Records supplied section start

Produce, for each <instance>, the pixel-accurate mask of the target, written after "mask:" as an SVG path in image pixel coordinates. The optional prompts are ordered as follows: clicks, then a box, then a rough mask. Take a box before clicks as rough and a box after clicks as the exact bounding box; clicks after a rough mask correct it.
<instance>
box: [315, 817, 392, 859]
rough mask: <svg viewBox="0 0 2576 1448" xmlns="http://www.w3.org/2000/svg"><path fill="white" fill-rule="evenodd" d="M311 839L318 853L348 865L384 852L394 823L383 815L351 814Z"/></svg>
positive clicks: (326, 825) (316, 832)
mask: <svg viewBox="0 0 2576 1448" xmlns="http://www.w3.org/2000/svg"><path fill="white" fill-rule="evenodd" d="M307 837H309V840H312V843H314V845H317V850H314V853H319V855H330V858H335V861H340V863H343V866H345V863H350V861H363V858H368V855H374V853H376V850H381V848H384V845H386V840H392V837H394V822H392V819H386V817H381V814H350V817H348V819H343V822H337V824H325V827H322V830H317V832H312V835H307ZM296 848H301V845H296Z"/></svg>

Records supplied section end

Work order:
Report how many lines in the data include the word "instance", and give nothing but the count.

Solution to the problem:
2